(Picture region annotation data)

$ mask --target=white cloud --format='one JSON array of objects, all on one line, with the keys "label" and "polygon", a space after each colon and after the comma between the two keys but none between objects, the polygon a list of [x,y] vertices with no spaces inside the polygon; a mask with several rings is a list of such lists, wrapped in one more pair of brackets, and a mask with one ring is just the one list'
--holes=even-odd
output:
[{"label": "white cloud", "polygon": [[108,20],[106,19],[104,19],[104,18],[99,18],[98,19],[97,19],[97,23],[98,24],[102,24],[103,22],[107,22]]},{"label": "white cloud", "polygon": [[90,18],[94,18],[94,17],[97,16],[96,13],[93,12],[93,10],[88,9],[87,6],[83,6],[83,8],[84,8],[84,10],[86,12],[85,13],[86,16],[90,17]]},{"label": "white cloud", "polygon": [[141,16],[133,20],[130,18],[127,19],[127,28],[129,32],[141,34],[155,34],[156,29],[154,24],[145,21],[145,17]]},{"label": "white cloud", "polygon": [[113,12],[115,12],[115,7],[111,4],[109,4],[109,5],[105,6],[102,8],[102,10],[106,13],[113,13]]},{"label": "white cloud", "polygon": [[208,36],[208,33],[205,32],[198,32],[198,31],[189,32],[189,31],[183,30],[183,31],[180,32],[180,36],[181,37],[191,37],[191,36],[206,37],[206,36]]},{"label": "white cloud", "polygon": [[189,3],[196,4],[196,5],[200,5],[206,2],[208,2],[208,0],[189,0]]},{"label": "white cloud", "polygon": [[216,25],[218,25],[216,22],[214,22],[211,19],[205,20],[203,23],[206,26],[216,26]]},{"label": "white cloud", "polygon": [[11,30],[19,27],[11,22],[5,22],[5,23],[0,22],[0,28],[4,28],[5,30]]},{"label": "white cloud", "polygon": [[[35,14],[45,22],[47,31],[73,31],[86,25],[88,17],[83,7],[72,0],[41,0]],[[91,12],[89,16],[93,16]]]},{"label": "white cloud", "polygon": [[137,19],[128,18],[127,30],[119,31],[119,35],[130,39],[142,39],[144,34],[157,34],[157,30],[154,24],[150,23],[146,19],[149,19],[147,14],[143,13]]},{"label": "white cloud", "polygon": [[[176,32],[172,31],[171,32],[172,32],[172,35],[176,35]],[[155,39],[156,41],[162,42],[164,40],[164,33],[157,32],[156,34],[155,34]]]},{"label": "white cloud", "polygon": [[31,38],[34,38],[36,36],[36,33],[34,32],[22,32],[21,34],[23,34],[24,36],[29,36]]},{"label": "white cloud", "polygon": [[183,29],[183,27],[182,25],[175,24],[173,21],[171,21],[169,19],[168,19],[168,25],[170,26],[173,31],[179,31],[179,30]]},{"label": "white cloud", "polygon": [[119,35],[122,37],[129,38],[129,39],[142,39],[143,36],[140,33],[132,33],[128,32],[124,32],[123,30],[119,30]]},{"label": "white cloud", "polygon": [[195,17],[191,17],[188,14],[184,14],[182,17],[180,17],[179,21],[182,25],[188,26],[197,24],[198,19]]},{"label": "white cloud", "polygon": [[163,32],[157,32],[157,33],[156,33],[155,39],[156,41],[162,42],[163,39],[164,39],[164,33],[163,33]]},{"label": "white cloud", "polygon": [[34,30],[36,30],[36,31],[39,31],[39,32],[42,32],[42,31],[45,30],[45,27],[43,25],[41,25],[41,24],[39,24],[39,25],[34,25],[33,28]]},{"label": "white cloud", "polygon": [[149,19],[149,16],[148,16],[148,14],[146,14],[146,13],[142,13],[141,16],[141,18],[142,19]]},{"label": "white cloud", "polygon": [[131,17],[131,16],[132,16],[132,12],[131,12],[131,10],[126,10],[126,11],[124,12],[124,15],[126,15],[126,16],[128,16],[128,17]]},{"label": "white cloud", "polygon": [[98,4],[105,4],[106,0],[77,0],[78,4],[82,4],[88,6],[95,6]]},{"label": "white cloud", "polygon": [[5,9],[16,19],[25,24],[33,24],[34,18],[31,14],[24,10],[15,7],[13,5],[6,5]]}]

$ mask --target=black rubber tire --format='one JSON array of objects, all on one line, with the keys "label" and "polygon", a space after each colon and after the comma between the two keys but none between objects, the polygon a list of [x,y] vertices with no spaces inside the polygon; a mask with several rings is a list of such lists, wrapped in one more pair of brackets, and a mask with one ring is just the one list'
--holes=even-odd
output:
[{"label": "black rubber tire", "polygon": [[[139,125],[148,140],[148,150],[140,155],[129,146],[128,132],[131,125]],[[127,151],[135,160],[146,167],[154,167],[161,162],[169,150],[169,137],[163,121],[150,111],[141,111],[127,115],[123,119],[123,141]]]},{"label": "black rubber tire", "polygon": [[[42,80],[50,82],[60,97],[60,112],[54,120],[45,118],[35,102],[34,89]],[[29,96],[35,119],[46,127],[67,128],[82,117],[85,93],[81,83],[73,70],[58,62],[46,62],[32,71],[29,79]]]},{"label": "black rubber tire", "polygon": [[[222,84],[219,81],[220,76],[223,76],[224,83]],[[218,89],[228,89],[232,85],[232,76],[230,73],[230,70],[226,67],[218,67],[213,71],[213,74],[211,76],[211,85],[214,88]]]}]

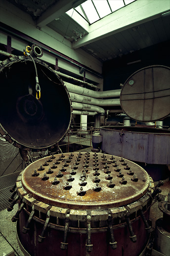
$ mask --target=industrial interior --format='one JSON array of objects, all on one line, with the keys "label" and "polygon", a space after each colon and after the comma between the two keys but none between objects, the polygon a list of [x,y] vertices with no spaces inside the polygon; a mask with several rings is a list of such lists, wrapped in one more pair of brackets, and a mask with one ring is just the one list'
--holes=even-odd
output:
[{"label": "industrial interior", "polygon": [[170,0],[0,7],[0,256],[170,256]]}]

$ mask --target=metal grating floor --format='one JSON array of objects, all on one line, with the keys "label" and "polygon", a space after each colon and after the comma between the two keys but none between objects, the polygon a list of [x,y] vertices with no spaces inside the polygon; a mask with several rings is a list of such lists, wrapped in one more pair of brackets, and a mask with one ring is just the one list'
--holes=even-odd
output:
[{"label": "metal grating floor", "polygon": [[0,177],[0,211],[6,209],[11,203],[8,199],[11,196],[10,189],[15,185],[21,171]]}]

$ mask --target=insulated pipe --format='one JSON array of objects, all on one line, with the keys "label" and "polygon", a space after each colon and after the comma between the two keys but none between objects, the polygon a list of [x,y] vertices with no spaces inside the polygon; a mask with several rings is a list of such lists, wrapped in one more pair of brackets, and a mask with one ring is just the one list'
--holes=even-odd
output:
[{"label": "insulated pipe", "polygon": [[94,106],[93,105],[79,103],[78,102],[72,102],[72,106],[73,109],[97,111],[98,113],[103,115],[104,115],[105,113],[105,110],[103,108],[98,107],[97,106]]},{"label": "insulated pipe", "polygon": [[[37,47],[39,47],[39,46],[37,46]],[[6,51],[4,51],[1,50],[0,50],[0,54],[3,55],[4,56],[6,56],[7,57],[9,57],[9,58],[10,58],[11,57],[17,57],[16,55],[12,54],[11,53],[9,53],[9,52],[6,52]],[[93,85],[92,84],[89,84],[89,83],[87,83],[85,81],[82,81],[82,80],[80,80],[80,79],[78,79],[77,78],[75,78],[74,77],[71,77],[70,76],[68,76],[68,75],[66,75],[65,74],[62,73],[60,72],[59,71],[57,71],[56,70],[55,70],[55,71],[54,70],[54,71],[55,73],[56,73],[57,74],[58,74],[59,76],[61,76],[62,77],[64,77],[67,78],[69,78],[70,79],[72,79],[73,80],[74,80],[75,81],[79,82],[81,84],[83,84],[84,85],[87,85],[90,86],[91,87],[93,87],[94,88],[97,88],[98,89],[100,89],[100,88],[99,87],[98,87],[97,85]],[[65,83],[66,83],[66,82],[65,82]],[[70,85],[71,85],[71,84],[70,84]],[[79,87],[79,86],[78,86],[78,87]]]},{"label": "insulated pipe", "polygon": [[[82,87],[81,87],[82,88]],[[91,97],[83,96],[73,92],[69,92],[71,99],[75,102],[83,103],[90,103],[91,105],[102,106],[120,106],[120,99],[95,99]]]},{"label": "insulated pipe", "polygon": [[[69,79],[72,79],[73,80],[74,80],[75,81],[79,82],[84,85],[87,85],[90,86],[91,87],[93,87],[94,88],[97,88],[98,89],[100,89],[100,88],[99,87],[98,87],[97,85],[94,85],[92,84],[89,84],[89,83],[87,83],[86,82],[82,81],[82,80],[80,80],[80,79],[78,79],[77,78],[75,78],[74,77],[71,77],[70,76],[68,76],[68,75],[66,75],[65,74],[62,73],[60,72],[59,71],[55,71],[55,72],[58,75],[59,75],[59,76],[61,76],[61,77],[66,77],[67,78],[69,78]],[[67,83],[66,82],[64,82],[64,84],[66,85],[66,84],[68,84],[69,85],[72,85],[72,84],[70,84],[69,83]],[[77,85],[75,85],[75,86],[77,86]],[[78,87],[79,87],[79,86],[78,86]]]},{"label": "insulated pipe", "polygon": [[75,115],[86,115],[87,116],[95,116],[98,114],[97,111],[83,111],[81,110],[73,110],[72,113]]},{"label": "insulated pipe", "polygon": [[72,85],[69,83],[65,82],[64,84],[69,92],[75,92],[80,95],[88,96],[94,98],[111,98],[113,97],[119,97],[121,89],[107,90],[104,91],[95,91],[86,88],[84,88],[80,86]]}]

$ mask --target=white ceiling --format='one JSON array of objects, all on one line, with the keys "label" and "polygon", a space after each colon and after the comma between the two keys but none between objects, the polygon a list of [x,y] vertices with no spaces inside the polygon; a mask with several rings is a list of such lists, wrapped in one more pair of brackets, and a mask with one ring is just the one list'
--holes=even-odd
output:
[{"label": "white ceiling", "polygon": [[[169,0],[136,0],[90,26],[85,23],[84,26],[82,19],[78,23],[65,13],[85,1],[8,0],[29,13],[36,26],[47,26],[62,36],[63,40],[72,42],[74,48],[81,48],[102,62],[170,40],[170,15],[162,15],[170,10],[170,6],[167,7]],[[152,7],[154,1],[157,4],[155,10]],[[150,4],[150,9],[147,7],[143,11],[142,2]],[[135,10],[134,5],[137,7]],[[135,19],[137,16],[138,21]],[[105,30],[110,24],[108,32],[102,32],[102,23]],[[116,29],[116,26],[121,28]]]}]

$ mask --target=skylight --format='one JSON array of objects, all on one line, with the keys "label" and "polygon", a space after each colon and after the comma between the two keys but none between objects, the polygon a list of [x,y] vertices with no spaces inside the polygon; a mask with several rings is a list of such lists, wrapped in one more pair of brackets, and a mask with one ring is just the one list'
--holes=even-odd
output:
[{"label": "skylight", "polygon": [[[135,0],[87,0],[74,9],[90,25]],[[70,10],[66,13],[70,15]]]}]

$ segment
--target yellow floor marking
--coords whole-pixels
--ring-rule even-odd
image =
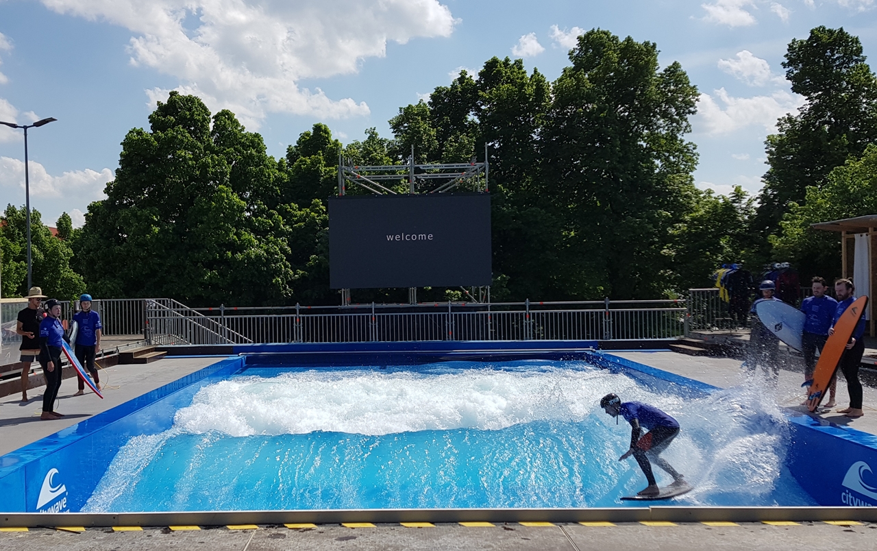
[[[834,525],[836,526],[860,526],[862,523],[857,522],[855,520],[824,520],[825,524]]]
[[[770,525],[772,526],[800,526],[801,525],[797,522],[792,522],[791,520],[762,520],[761,524]]]

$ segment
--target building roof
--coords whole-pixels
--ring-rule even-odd
[[[877,214],[857,216],[854,218],[844,218],[843,220],[832,220],[831,222],[820,222],[819,224],[811,224],[810,226],[815,230],[824,230],[826,232],[866,233],[868,229],[877,228]]]

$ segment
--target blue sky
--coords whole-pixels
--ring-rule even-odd
[[[78,225],[171,89],[232,109],[279,157],[315,122],[345,143],[389,136],[400,106],[494,55],[553,80],[576,32],[600,27],[657,43],[698,87],[698,185],[756,192],[765,137],[802,104],[789,40],[843,26],[877,55],[875,16],[877,0],[0,0],[0,120],[58,119],[29,132],[32,204]],[[0,206],[25,203],[23,157],[21,131],[0,126]]]

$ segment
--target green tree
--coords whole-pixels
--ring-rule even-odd
[[[877,145],[829,173],[821,186],[807,188],[802,204],[791,203],[781,222],[781,233],[771,237],[777,257],[795,259],[803,276],[839,277],[840,234],[810,225],[877,212]]]
[[[289,184],[283,193],[284,203],[310,204],[312,199],[325,201],[338,194],[338,157],[341,142],[332,137],[332,131],[317,123],[301,133],[295,146],[286,150]]]
[[[70,240],[73,237],[73,220],[67,212],[61,212],[55,222],[55,229],[58,230],[58,237],[65,241]]]
[[[107,198],[92,203],[78,266],[104,297],[169,297],[191,305],[292,300],[316,244],[297,243],[281,213],[288,175],[234,115],[171,92],[122,142]],[[309,202],[310,204],[310,202]],[[306,209],[305,209],[306,210]]]
[[[806,202],[808,186],[877,140],[877,78],[865,61],[859,38],[843,28],[819,26],[789,43],[786,78],[806,104],[766,142],[769,168],[753,219],[765,238],[780,230],[792,202]]]
[[[27,218],[25,207],[9,204],[0,224],[0,247],[4,253],[4,294],[22,296],[27,291]],[[7,257],[7,254],[9,255]],[[33,285],[43,294],[70,300],[85,292],[82,276],[70,267],[73,251],[65,241],[43,225],[39,211],[31,211],[31,265]],[[7,283],[7,279],[9,280]]]
[[[579,37],[555,81],[539,195],[562,212],[564,281],[574,297],[665,294],[674,224],[695,208],[690,132],[697,90],[651,42],[602,30]]]

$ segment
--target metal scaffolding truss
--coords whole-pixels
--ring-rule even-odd
[[[353,165],[339,156],[338,194],[346,194],[347,184],[360,186],[376,195],[399,195],[391,188],[408,181],[408,193],[445,193],[459,186],[472,191],[488,191],[489,166],[487,147],[484,162],[415,164],[414,147],[403,165]]]

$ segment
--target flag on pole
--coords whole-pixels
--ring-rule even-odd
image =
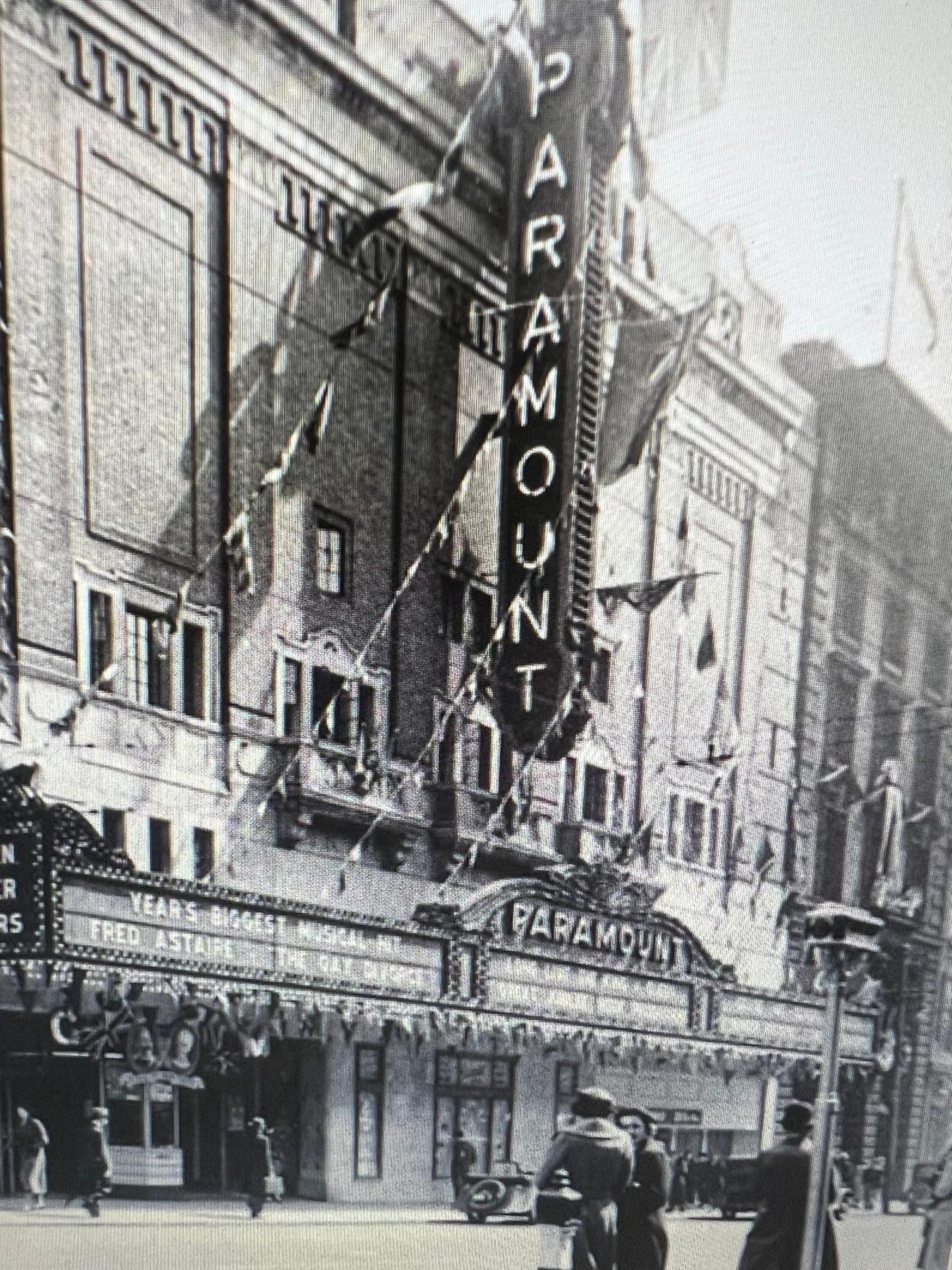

→ Short problem
Gather every line in the records above that contains the string "skylight". Copy each one in full.

→ Finished exercise
$ mask --target=skylight --format='one JSON array of objects, all on one line, with the keys "label" and "polygon", a space after each colon and after the comma between the two keys but none between objects, the polygon a list of [x,y] vertices with no spaces inside the polygon; a mask with several rings is a list of such lists, wrapped in one more pair of brackets, and a mask with one ring is just the one list'
[{"label": "skylight", "polygon": [[[135,0],[87,0],[74,9],[90,25]],[[70,10],[66,13],[70,15]]]}]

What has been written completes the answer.